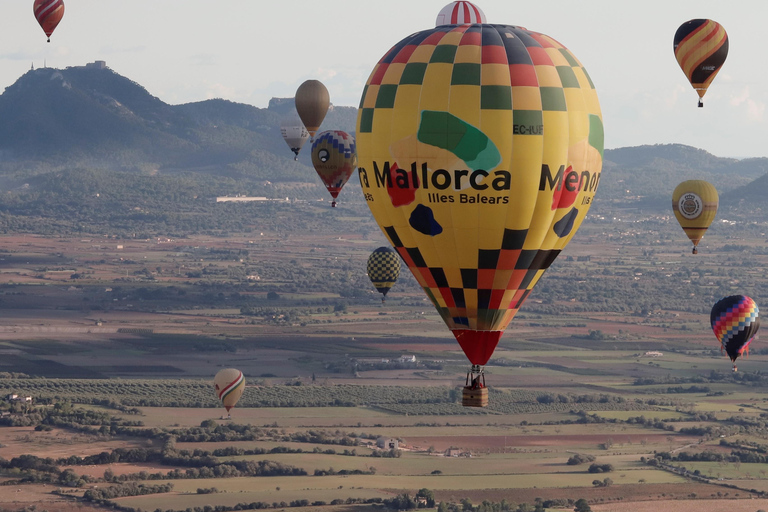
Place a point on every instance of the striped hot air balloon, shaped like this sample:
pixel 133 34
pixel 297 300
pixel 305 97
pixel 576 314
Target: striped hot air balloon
pixel 229 385
pixel 458 13
pixel 735 322
pixel 383 269
pixel 701 47
pixel 334 159
pixel 49 14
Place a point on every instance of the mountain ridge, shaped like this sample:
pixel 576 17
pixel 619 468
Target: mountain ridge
pixel 92 117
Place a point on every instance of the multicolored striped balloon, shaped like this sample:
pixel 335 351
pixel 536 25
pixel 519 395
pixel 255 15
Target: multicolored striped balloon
pixel 383 269
pixel 334 159
pixel 49 14
pixel 735 322
pixel 458 13
pixel 701 47
pixel 229 385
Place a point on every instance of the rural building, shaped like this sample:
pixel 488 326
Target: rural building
pixel 388 443
pixel 16 398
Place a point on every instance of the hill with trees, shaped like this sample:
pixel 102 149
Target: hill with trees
pixel 87 147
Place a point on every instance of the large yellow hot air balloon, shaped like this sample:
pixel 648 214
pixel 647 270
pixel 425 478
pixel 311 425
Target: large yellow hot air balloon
pixel 229 385
pixel 695 205
pixel 312 102
pixel 701 47
pixel 479 153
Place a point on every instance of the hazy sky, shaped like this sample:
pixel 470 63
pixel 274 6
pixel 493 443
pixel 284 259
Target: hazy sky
pixel 251 50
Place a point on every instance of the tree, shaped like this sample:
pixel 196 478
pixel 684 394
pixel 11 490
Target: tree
pixel 582 505
pixel 428 495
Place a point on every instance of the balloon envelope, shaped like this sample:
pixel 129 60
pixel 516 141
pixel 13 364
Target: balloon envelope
pixel 695 205
pixel 335 159
pixel 48 14
pixel 312 102
pixel 294 134
pixel 479 153
pixel 229 385
pixel 701 47
pixel 383 269
pixel 458 13
pixel 735 322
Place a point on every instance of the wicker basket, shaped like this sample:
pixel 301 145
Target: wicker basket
pixel 474 397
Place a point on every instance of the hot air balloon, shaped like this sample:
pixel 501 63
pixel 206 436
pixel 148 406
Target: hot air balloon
pixel 701 47
pixel 458 13
pixel 48 14
pixel 479 153
pixel 294 134
pixel 229 385
pixel 334 159
pixel 312 102
pixel 735 322
pixel 695 205
pixel 383 269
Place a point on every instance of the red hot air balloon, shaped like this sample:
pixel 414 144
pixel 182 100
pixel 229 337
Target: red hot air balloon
pixel 458 13
pixel 49 14
pixel 334 159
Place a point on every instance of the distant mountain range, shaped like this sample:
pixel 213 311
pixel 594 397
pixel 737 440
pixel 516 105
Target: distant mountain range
pixel 91 117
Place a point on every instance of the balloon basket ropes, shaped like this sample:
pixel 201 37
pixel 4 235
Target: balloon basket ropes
pixel 475 394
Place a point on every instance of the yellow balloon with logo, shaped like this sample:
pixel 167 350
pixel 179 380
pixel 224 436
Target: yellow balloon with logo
pixel 695 205
pixel 480 150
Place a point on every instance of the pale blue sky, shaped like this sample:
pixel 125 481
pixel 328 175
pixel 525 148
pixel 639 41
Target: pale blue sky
pixel 251 50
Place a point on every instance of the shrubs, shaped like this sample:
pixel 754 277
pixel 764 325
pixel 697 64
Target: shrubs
* * * * * * * * *
Rewrite all of the material above with every occurrence of "every instance" replaced by "each instance" and all else unchanged, leaving out the pictures.

Place a point on each instance of the striped hot air balloon, shaped like this sample:
pixel 133 34
pixel 297 300
pixel 305 97
pixel 576 314
Target: striped hot air balloon
pixel 229 385
pixel 458 13
pixel 735 322
pixel 383 269
pixel 701 47
pixel 334 159
pixel 49 14
Place a point on each instance of the mountain ridge, shaped like this sample:
pixel 576 17
pixel 619 468
Target: mountain ridge
pixel 92 117
Place a point on each instance of the multicolored striped balloon, shaped like this sample:
pixel 335 351
pixel 536 25
pixel 519 395
pixel 255 15
Target: multicolored striped balloon
pixel 383 269
pixel 334 159
pixel 49 14
pixel 735 322
pixel 458 13
pixel 701 47
pixel 229 385
Place a point on each instance of the rural building, shaped like this sample:
pixel 488 326
Target: rural building
pixel 388 443
pixel 16 398
Place a point on each instance of the hill with trees, shaped like this sample:
pixel 102 149
Target: hill with trees
pixel 87 147
Place a point on each instance of the large yellow hot air balloon, shaped like this sample:
pixel 648 214
pixel 647 270
pixel 425 478
pixel 311 425
Target: large yellow hot air balloon
pixel 229 385
pixel 695 205
pixel 312 102
pixel 701 47
pixel 479 153
Place a point on each instance of the hazy sky, shaped like this sample:
pixel 470 63
pixel 274 6
pixel 493 443
pixel 284 259
Target: hazy sky
pixel 251 50
Place a point on each instance of the tree, shaped like this sample:
pixel 196 478
pixel 684 394
pixel 11 490
Target: tree
pixel 582 505
pixel 428 495
Place a point on each instance of the balloon envelope, shaped like this sample:
pixel 129 60
pixel 516 141
pixel 13 364
Target: balloon envelope
pixel 695 205
pixel 335 159
pixel 48 14
pixel 312 102
pixel 294 134
pixel 479 153
pixel 229 385
pixel 701 47
pixel 383 269
pixel 458 13
pixel 735 322
Place a point on each instance of the wicker basket, shaped like this sample:
pixel 301 145
Target: wicker basket
pixel 474 397
Place a point on each instance of the hot air balloon, shaped like this sample:
pixel 501 63
pixel 206 436
pixel 148 406
Target: hot air balloon
pixel 701 47
pixel 458 13
pixel 48 14
pixel 479 153
pixel 294 134
pixel 229 385
pixel 334 159
pixel 312 102
pixel 735 322
pixel 695 205
pixel 383 269
Place a point on each instance of the red hot air balloon, shaped like this sample:
pixel 414 144
pixel 182 100
pixel 229 337
Target: red hot air balloon
pixel 458 13
pixel 49 14
pixel 334 159
Place a point on each instance of the distant mountain range, shaped like this sample:
pixel 213 311
pixel 594 397
pixel 737 440
pixel 516 105
Target: distant mountain range
pixel 91 117
Place a point on each instance of the balloon basket ropes, shaped like this sample:
pixel 201 37
pixel 4 235
Target: balloon basket ropes
pixel 475 394
Place a point on each instance of the yellow balloon with logo, shaped like this sample:
pixel 167 350
pixel 179 380
pixel 224 436
Target: yellow balloon with logo
pixel 695 205
pixel 480 150
Place a point on each instance of the pale blue sky, shaped like this sample:
pixel 125 481
pixel 328 175
pixel 525 148
pixel 639 41
Target: pale blue sky
pixel 251 50
Place a point on each instance of the shrubs, shaped like this sample:
pixel 754 277
pixel 764 325
pixel 697 64
Target: shrubs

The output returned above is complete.